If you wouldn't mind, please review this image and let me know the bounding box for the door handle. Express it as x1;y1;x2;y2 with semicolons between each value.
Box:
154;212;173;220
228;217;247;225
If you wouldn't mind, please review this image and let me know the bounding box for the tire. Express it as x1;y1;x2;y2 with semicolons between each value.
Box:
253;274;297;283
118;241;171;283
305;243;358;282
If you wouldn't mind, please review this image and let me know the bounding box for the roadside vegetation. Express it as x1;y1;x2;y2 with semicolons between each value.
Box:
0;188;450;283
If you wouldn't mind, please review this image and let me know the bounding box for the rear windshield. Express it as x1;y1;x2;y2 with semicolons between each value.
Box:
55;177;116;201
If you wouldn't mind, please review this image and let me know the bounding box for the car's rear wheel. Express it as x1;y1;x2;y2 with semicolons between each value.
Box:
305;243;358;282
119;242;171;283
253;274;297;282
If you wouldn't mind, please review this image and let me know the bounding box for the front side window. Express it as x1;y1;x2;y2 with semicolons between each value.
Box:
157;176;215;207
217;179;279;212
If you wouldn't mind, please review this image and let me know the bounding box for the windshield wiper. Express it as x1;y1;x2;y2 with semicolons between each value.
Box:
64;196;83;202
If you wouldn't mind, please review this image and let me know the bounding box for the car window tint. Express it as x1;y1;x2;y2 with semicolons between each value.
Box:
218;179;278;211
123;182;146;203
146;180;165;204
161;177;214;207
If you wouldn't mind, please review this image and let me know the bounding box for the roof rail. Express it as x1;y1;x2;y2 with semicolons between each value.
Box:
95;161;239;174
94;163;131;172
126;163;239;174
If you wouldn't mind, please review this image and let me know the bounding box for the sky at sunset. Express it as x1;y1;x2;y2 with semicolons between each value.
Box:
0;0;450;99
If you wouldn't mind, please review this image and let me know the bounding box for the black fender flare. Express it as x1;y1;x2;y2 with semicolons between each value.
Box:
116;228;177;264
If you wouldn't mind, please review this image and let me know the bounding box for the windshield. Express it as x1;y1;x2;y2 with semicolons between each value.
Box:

───

Goal
Please copy everything from the line containing "for the windshield." down to the end of the data, substituting "commas" for "semicolons" and leaving all else unchanged.

Response
If you wouldn't mind, please review this image and let me know the bounding box for the windshield. Express it as x1;y1;x2;y2 with commas between each value.
Box:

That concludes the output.